**PASAJE**
Él hoy nos da una sacudida de esperanza y de
confianza, en estos tiempos oscuros que tanto asustan.
Es frecuente y hasta habitual que la tierra siga temblando
y explotando en una veintena de volcanes en erupción en todo el mundo, de tal
modo que nuestra fragilidad ante las fuerzas de la naturaleza nos asusta
sobremanera.
Pero otras convulsiones están sacudiendo España y Europa,
víctimas de ellas mismas, víctimas de los egoísmos personales y nacionales, de
intereses partidistas, de una unión deseada y nunca conseguida, que nos lleva a
la crisis y a la quiebra de los valores que anhelamos. Y, para nosotros
creyentes, nos fastidian además las no tan pequeñas sacudidas intraeclesiales de
los que creen hacer la voluntad de Dios, y dicen buscar el bien de la Iglesia
esparciendo veneno en nombre de un falso ideal de la verdad y la ortodoxia.
La desconfianza nace en el día a día de quién, siendo
discípulo del Señor, ve que en su parroquia se trabaja, que los curas se agotan
y que las comunidades se debilitan. Estamos dando una imagen frágil de la Iglesia,
a los ojos del mundo. Es verdad que el Papa Francisco ha traído un nuevo aire
esperanzador, pero entre los palacios vaticanos hay elementos que intentan
hacer de las suyas poniendo palos en las ruedas de la renovación. Mejor nos
iría si entre los muros eclesiales revoloteasen más las palomas del Espíritu
que los cuervos de la desesperanza.
¿Entonces, qué hacer? Hermanos, Dios habita
nuestras debilidades. Y ante la desesperanza es el momento justo para reflexionar
sobre qué es la Iglesia. Mejor aún, sobre “quién” es la Iglesia.

**MATERIAL PROPORCIONADO**
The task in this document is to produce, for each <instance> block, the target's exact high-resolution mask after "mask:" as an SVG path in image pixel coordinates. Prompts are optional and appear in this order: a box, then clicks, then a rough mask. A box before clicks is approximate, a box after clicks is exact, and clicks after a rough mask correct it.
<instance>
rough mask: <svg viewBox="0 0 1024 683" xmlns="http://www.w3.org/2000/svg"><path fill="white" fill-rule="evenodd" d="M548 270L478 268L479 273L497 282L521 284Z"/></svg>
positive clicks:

**TAREAS REQUERIDAS**
A: Responde a partir del pasaje:
(i) ¿Cuántos volcanes en erupción hay en todo el mundo, según el pasaje?
(ii) ¿Qué ha traído el Papa Francisco?
(iii) Ante la desesperanza, ¿sobre qué es el momento justo para reflexionar?
B: Extrae del pasaje, sin cambios, todo lo que va desde "Es frecuente y" hasta "y la ortodoxia.".
Las líneas no intervienen en nada de esto.

**RESPUESTAS POR TAREA**
A:
(i) Una veintena.
(ii) Un nuevo aire esperanzador.
(iii) Sobre qué es la Iglesia y, mejor aún, sobre "quién" es la Iglesia.

B:
Es frecuente y hasta habitual que la tierra siga temblando
y explotando en una veintena de volcanes en erupción en todo el mundo, de tal
modo que nuestra fragilidad ante las fuerzas de la naturaleza nos asusta
sobremanera.
Pero otras convulsiones están sacudiendo España y Europa,
víctimas de ellas mismas, víctimas de los egoísmos personales y nacionales, de
intereses partidistas, de una unión deseada y nunca conseguida, que nos lleva a
la crisis y a la quiebra de los valores que anhelamos. Y, para nosotros
creyentes, nos fastidian además las no tan pequeñas sacudidas intraeclesiales de
los que creen hacer la voluntad de Dios, y dicen buscar el bien de la Iglesia
esparciendo veneno en nombre de un falso ideal de la verdad y la ortodoxia.